PROBLEMS TO WORK ON -
a) Answer these questions using the text on long-term trading strategies, one answer per line, marked (i), (ii), and (iii):
(i) How many long-term trading strategies have been analyzed so far?
(ii) For how many years have the strategies' original versions been in public view on the legacy Wealth-Lab site?
(iii) Which functions was the writer looking at while everyone else looked at stop loss?
b) List every condition attached to the controlling equation in the text on long-term trading strategies.
c) Carry on the text on long-term trading strategies from its final line.

GIVEN TEXT -
July 20, 2014

As a summary, up to now, 4 long-term trading strategies have been analyzed. All four started as nonproductive, meaning that they could not even beat the Buy & Hold over the long term (read 20+ years). The trading strategies' original versions have been in public view on the legacy Wealth-Lab site for 8 to 12 years. Each strategy was modified to gain a long-term perspective with, for a backdrop, the accumulation of shares.

To increase performance, one would trade over the accumulation process producing cash that could be recycled into buying more shares. Thereby producing a positive feedback loop. Their governing equation was like a dollar-cost averaging formula but with a twist. You were forced to sell what you were averaging in, in order to create the feedback loop. While everyone is looking at stop loss for protection in order to reduce risk, I was looking at holding and stop profit functions. Profits that would end up in the re-investment bin. The controlling equation:

A(t) = A(0) + Σ(**H**(1 + r + g + T)^{t}.*Δ**P**) with r > 0, g > 0, and T > 0

You want to increase the reinvestment policy g by increasing T the trading activity's contribution to the mix. There is a relation to the number of trades you do. The feedback loop should be considered the heart of the system. It comes from the increased profitable trading activity. The more you can or could trade profitably, the more you could feed back to the system.

But you wanted minimal risk, so you opted to spread out your bets over time (time averaging) and over many stocks (diversification) using small bets (position sizing). This way you could not only increase your profitability, you could also reduce your overall long-term portfolio volatility.

Each trading strategy analyzed used very different trading methods to achieve their respective primary goals. Their payoff matrices could be easily compared using the following:

Σ(**H**(TS n=(1,2,3,4).*Δ**P**) >> Σ(**H**(B&H).*Δ**P**)

DATA EXCERPTS -

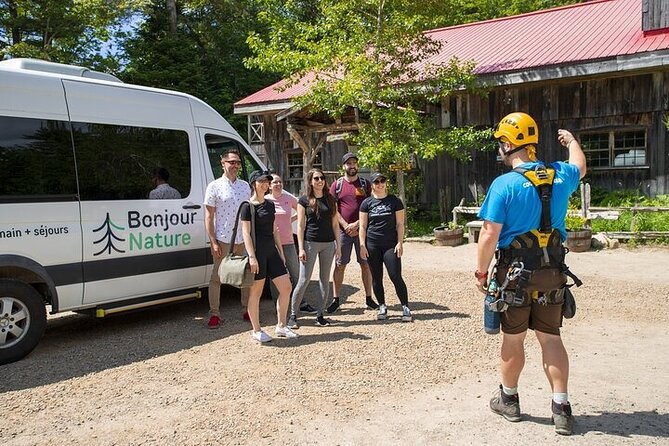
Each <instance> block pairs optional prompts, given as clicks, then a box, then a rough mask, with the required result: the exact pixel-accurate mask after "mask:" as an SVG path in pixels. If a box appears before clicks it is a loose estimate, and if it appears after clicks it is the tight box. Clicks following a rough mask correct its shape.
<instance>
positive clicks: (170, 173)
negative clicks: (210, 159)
mask: <svg viewBox="0 0 669 446" xmlns="http://www.w3.org/2000/svg"><path fill="white" fill-rule="evenodd" d="M72 131H73V135H74V145H75V148H76V153H77V169H78V171H79V189H80V193H81V199H82V200H145V199H148V198H149V193H150V192H151V190H153V189H154V188H155V187H156V184H155V182H154V181H155V178H154V177H155V172H156V170H157V169H162V171H163V172H167V174H168V179H167V183H168V184H169V185H170V186H171V187H172V188H174V189H176V190H177V191H178V193H179V195H180V196H181V197H183V198H185V197H187V196H188V195H189V194H190V186H191V168H190V167H191V160H190V148H189V145H188V133H187V132H185V131H183V130H170V129H156V128H148V127H130V126H118V125H108V124H92V123H79V122H73V123H72Z"/></svg>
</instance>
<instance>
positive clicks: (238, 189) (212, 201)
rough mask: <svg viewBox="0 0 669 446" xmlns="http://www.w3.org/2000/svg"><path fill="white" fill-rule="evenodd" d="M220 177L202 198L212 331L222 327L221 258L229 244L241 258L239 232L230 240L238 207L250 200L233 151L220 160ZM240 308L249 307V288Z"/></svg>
mask: <svg viewBox="0 0 669 446" xmlns="http://www.w3.org/2000/svg"><path fill="white" fill-rule="evenodd" d="M221 164H222V166H223V175H222V176H221V178H219V179H217V180H214V181H212V182H211V183H209V185H208V186H207V191H206V192H205V195H204V205H205V214H204V215H205V218H204V226H205V230H206V231H207V236H208V237H209V240H210V242H211V255H212V257H213V258H214V269H213V271H212V273H211V279H210V280H209V322H208V324H207V325H208V327H209V328H211V329H214V328H218V327H220V325H221V313H220V304H221V281H220V279H219V277H218V267H219V266H220V264H221V261H222V260H223V257H224V256H225V255H226V254H227V253H228V250H229V249H230V244H231V243H232V244H233V245H234V248H233V252H234V253H235V254H242V253H243V251H244V242H243V240H242V231H241V230H239V229H238V230H237V236H236V239H235V240H230V239H231V238H232V229H233V228H234V226H235V219H236V217H237V210H238V209H239V206H240V205H241V204H242V203H243V202H244V201H245V200H248V199H249V198H250V197H251V187H250V186H249V183H247V182H246V181H244V180H242V179H240V178H237V173H238V172H239V169H240V168H241V167H242V162H241V157H240V156H239V153H238V152H236V151H230V152H227V153H226V154H224V155H222V156H221ZM241 292H242V306H243V307H244V308H246V304H247V303H248V298H249V297H248V288H242V290H241Z"/></svg>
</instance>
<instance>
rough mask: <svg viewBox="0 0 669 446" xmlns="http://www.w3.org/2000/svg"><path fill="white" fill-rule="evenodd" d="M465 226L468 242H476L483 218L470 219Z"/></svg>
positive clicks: (481, 224) (477, 242)
mask: <svg viewBox="0 0 669 446" xmlns="http://www.w3.org/2000/svg"><path fill="white" fill-rule="evenodd" d="M465 227H466V228H467V231H468V232H469V243H478V241H479V233H480V232H481V228H482V227H483V220H474V221H470V222H468V223H467V224H466V225H465Z"/></svg>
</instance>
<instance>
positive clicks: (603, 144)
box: [580, 130, 648, 168]
mask: <svg viewBox="0 0 669 446" xmlns="http://www.w3.org/2000/svg"><path fill="white" fill-rule="evenodd" d="M580 136H581V147H582V148H583V152H584V153H585V156H586V158H587V161H588V167H589V168H610V167H639V166H642V167H643V166H647V165H648V160H647V158H646V144H647V139H646V131H645V130H611V131H607V132H589V133H583V134H581V135H580Z"/></svg>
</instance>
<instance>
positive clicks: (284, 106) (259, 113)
mask: <svg viewBox="0 0 669 446" xmlns="http://www.w3.org/2000/svg"><path fill="white" fill-rule="evenodd" d="M294 105H295V102H293V101H282V102H268V103H259V104H248V105H235V106H234V114H236V115H263V114H269V113H278V112H281V111H284V110H286V109H289V108H291V107H293V106H294Z"/></svg>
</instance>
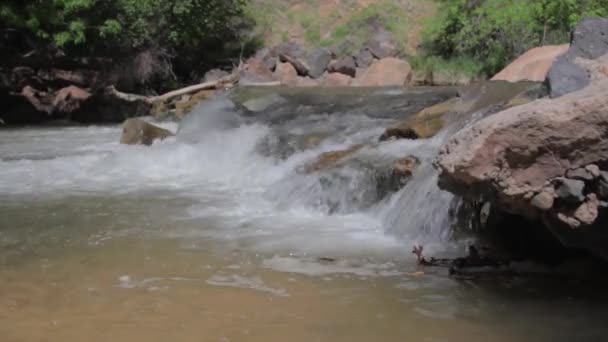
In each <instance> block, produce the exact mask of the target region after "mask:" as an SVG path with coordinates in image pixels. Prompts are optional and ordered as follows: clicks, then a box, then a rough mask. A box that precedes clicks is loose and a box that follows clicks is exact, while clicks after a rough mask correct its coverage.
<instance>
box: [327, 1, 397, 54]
mask: <svg viewBox="0 0 608 342" xmlns="http://www.w3.org/2000/svg"><path fill="white" fill-rule="evenodd" d="M407 17H408V13H407V10H406V9H405V8H404V6H402V5H399V4H398V3H396V2H395V1H389V0H381V1H376V2H374V3H372V4H370V5H369V6H367V7H365V8H363V9H362V10H361V11H359V12H358V13H356V14H355V15H353V16H352V17H350V18H348V20H347V21H346V22H345V23H343V24H340V25H338V26H337V27H335V28H334V30H333V31H332V32H331V35H330V37H329V38H327V39H324V40H323V41H321V45H323V46H330V45H335V44H340V43H342V42H344V41H345V40H349V43H350V44H351V46H350V48H349V49H350V50H352V51H345V52H355V51H357V50H358V49H360V48H361V47H362V46H363V44H364V43H365V42H367V41H368V40H369V38H370V37H371V35H372V34H373V33H374V32H377V30H378V29H379V28H383V29H385V30H387V31H389V32H391V33H392V34H393V36H394V38H395V41H396V42H397V44H398V48H399V50H400V52H402V53H405V51H406V45H405V44H406V42H407V34H408V29H409V27H408V25H407V22H405V21H404V18H407Z"/></svg>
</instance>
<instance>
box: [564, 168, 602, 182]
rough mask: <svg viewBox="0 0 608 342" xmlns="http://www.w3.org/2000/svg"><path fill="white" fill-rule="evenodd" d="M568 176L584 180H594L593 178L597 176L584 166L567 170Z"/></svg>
mask: <svg viewBox="0 0 608 342" xmlns="http://www.w3.org/2000/svg"><path fill="white" fill-rule="evenodd" d="M566 177H568V178H570V179H576V180H582V181H592V180H593V178H595V177H593V175H592V174H591V173H590V172H589V171H587V170H585V169H583V168H578V169H574V170H569V171H568V172H566Z"/></svg>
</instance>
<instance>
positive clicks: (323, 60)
mask: <svg viewBox="0 0 608 342" xmlns="http://www.w3.org/2000/svg"><path fill="white" fill-rule="evenodd" d="M329 62H331V52H330V51H329V50H328V49H325V48H319V49H316V50H314V51H313V52H311V54H310V56H308V65H309V67H310V69H309V70H308V76H310V77H312V78H319V77H321V75H323V73H324V72H325V69H327V66H329Z"/></svg>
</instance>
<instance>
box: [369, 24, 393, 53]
mask: <svg viewBox="0 0 608 342" xmlns="http://www.w3.org/2000/svg"><path fill="white" fill-rule="evenodd" d="M366 47H367V49H368V50H369V52H370V53H371V54H372V55H373V56H374V57H376V58H378V59H383V58H387V57H395V56H396V55H397V45H396V44H395V41H394V39H393V35H392V34H391V33H390V32H388V31H384V30H383V31H380V32H378V33H376V34H374V35H373V36H372V38H370V40H369V42H368V43H367V44H366Z"/></svg>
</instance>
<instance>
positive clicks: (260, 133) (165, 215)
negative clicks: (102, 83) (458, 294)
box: [0, 98, 455, 268]
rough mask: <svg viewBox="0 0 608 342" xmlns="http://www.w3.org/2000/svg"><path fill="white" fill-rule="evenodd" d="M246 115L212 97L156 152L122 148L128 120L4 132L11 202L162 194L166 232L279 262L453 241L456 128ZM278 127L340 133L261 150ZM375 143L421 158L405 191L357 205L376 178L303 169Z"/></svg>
mask: <svg viewBox="0 0 608 342" xmlns="http://www.w3.org/2000/svg"><path fill="white" fill-rule="evenodd" d="M237 112H238V111H237V109H235V108H234V106H233V104H231V103H230V102H229V101H228V100H226V99H223V98H220V99H218V100H215V101H211V102H207V103H205V104H203V105H201V106H199V107H197V108H196V109H195V110H194V112H193V113H191V114H190V115H189V116H188V117H187V118H186V119H185V120H184V121H183V122H182V123H181V124H180V125H179V126H178V125H177V124H173V123H165V124H161V125H163V126H165V127H166V128H168V129H170V130H172V131H174V132H176V133H177V135H176V136H175V137H172V138H169V139H167V140H165V141H163V142H157V143H155V144H154V145H152V146H150V147H145V146H124V145H120V144H119V143H118V140H119V136H120V133H121V129H120V127H117V126H90V127H46V128H21V129H17V130H4V131H1V132H0V158H1V159H0V160H1V161H0V169H1V170H2V171H1V173H2V176H1V177H0V199H1V200H2V201H3V202H6V203H8V202H19V201H20V202H24V203H27V202H28V201H29V202H31V201H38V202H40V201H47V200H48V201H51V200H62V199H64V198H73V197H77V198H82V197H86V196H97V197H99V196H101V197H103V198H105V199H109V200H112V201H116V202H117V203H121V201H124V202H126V201H128V202H130V203H132V202H133V201H134V200H135V201H137V198H138V197H146V198H148V197H151V196H152V197H154V198H155V199H157V201H156V202H155V204H153V205H154V206H159V208H160V207H162V208H163V212H169V213H170V214H169V215H168V216H166V215H165V216H163V217H162V218H159V220H161V222H160V223H159V224H161V225H165V226H166V227H167V228H166V229H163V230H162V234H163V235H164V236H165V237H171V238H182V239H189V240H196V239H211V240H213V241H218V242H220V243H226V244H229V245H230V246H236V247H235V248H244V249H251V250H253V251H256V252H261V253H269V255H275V257H273V258H270V260H271V261H269V262H272V260H275V261H277V260H279V261H278V265H277V267H279V268H280V267H284V266H283V265H282V262H281V260H282V259H281V258H282V257H283V256H285V255H287V256H297V257H302V256H319V257H324V256H331V257H337V258H342V257H350V256H354V257H372V258H380V259H390V258H404V257H406V256H407V257H410V251H411V246H412V245H413V244H425V246H428V248H429V249H433V248H439V249H445V248H447V247H449V246H451V245H449V244H448V243H447V241H448V240H449V225H450V223H451V219H450V215H449V212H450V209H453V206H454V205H455V200H454V198H453V197H452V196H451V195H450V194H448V193H446V192H443V191H441V190H439V189H438V188H437V185H436V177H437V176H436V172H435V171H434V170H433V168H432V165H431V164H432V161H433V159H434V156H435V154H436V152H437V150H438V148H439V146H440V145H441V144H442V142H443V140H444V139H445V136H444V134H440V135H438V136H437V137H435V138H433V139H430V140H420V141H394V142H386V143H383V144H377V143H376V141H377V137H378V136H379V135H380V134H381V133H382V131H383V129H384V127H386V125H387V124H388V123H389V122H390V120H386V119H379V118H370V117H369V116H366V115H362V114H360V113H356V112H352V113H338V114H336V113H333V114H331V115H330V114H329V113H313V114H311V115H307V116H305V117H297V118H295V119H291V120H286V121H285V122H282V123H280V124H274V125H272V124H268V123H264V122H262V121H261V120H255V119H251V118H246V117H243V116H242V115H239V114H238V113H237ZM277 127H278V128H279V129H280V131H281V132H288V133H290V134H307V133H319V132H320V133H324V134H326V135H327V136H328V137H327V138H326V139H325V140H323V141H322V142H321V143H320V144H319V145H318V146H315V147H312V148H309V149H305V150H300V151H296V152H294V153H293V154H291V155H289V156H288V157H286V158H280V157H277V156H275V155H264V153H260V150H259V146H260V143H261V142H262V141H264V139H267V138H268V137H269V136H271V137H272V136H274V135H276V134H278V133H277ZM370 142H374V144H373V147H369V148H364V149H363V150H361V151H360V152H358V153H357V154H358V155H360V156H361V158H365V157H366V155H367V156H368V157H370V158H373V157H374V156H378V155H380V156H392V157H403V156H407V155H410V154H411V155H415V156H416V157H417V158H419V159H420V160H421V162H422V164H421V166H420V167H419V168H418V169H417V171H416V172H415V174H414V177H413V178H412V179H411V180H410V182H409V183H408V184H407V185H406V187H405V188H403V189H402V190H400V191H398V192H397V193H394V194H392V195H390V196H388V197H387V198H385V199H383V200H381V201H379V202H378V203H374V204H373V205H366V206H363V205H361V204H360V203H359V202H358V201H357V198H356V197H357V196H359V194H360V193H361V191H364V189H367V188H370V187H373V186H375V185H374V184H369V180H368V179H367V178H365V174H364V173H362V172H361V171H360V170H357V169H356V168H344V169H342V170H340V171H339V172H338V173H337V174H336V175H335V177H336V178H335V179H336V180H338V182H337V183H336V184H337V185H333V183H332V185H331V186H329V187H327V186H323V182H320V181H319V176H318V175H315V174H312V175H307V174H302V173H301V172H299V170H301V167H302V165H305V164H306V163H310V162H312V161H314V160H315V159H316V158H317V157H318V155H319V154H320V153H322V152H325V151H332V150H337V149H344V148H347V147H349V146H351V145H353V144H357V143H370ZM280 144H281V142H279V146H278V148H281V147H282V146H280ZM330 180H332V179H330ZM183 199H187V202H186V203H187V205H183V203H182V202H181V200H183ZM327 203H332V205H333V207H332V208H331V210H330V208H329V207H328V204H327ZM67 205H69V204H67ZM142 205H143V204H142ZM149 210H150V212H154V211H158V210H157V209H156V208H155V207H151V208H149ZM108 215H110V216H111V215H112V213H111V212H110V213H108ZM136 224H137V223H134V225H136ZM137 232H138V234H139V233H141V232H142V230H141V229H139V230H137ZM277 257H278V258H279V259H276V258H277Z"/></svg>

RESPONSES IN ORDER -
a)
(i) Four
(ii) 8 to 12 years
(iii) Holding and stop profit functions

b)
r > 0
g > 0
T > 0

c)
The payoff matrix of all 4 trading strategies (TS) generated much more profits (>>) than the Buy & Hold. They accumulated more shares and more cash than the Buy & Hold. Note that you had to be in the game for those 25 years to collect the rewards. Extrapolating (just to get a ballpark figure) using their respective CAGR, for where each strategy could or might be in, say, 5, 10, or 15 more years down the road, you get (1 + CAGR ( n(1,2,3,4) ) )^(25 or 30 or 35 or 40). With an average doubling time of less than 4 years, you would get... depending on the number of years, so and so. Note that extrapolating does not mean you know the future.

Their objectives were the same. Progressively, slowly, $5k bets at a time, these programs would accumulate shares over the long term and, to accelerate the process, would trade over it. Thereby providing a cash feedback loop to help the trading account grow faster. To put the $5k bets in perspective: each bet at the beginning represents 0.167% of the portfolio. And as the portfolio grows, this percentage will gradually decrease down to below 0.01% and then still further. Each $5k bet represents less and less as a percentage of the whole portfolio.

Now, if such a trading methodology had any value at all, it would be easy to show in a backtest to see what would be the outcome. This is exactly what has been done with all 4 of these trading strategies.

The results were positive, and by a wide margin which kind of validates the approach, a proof of concept if you will. At least, at the very minimum, all 4 trading strategies could have handled their past. Not going back only a few months, but going back 25 years... Not on a single stock but on 30 stocks... Not on pre-selected stocks, but on the 30 DOW stocks. Not just doing a few trades here and there but doing thousands, even hundreds of thousands of trades over the 25-year trading period.

Yet, all I see is a variation on the Buy & Hold theme with a weak hold.

**Summary**

Just to resume the current state of this project, here is a recall of the tested trading strategies.

The first one was based on the **Livermore Market Key**, published in the 1940s and coded in 2005, which I modified in 2011. It is currently in third place.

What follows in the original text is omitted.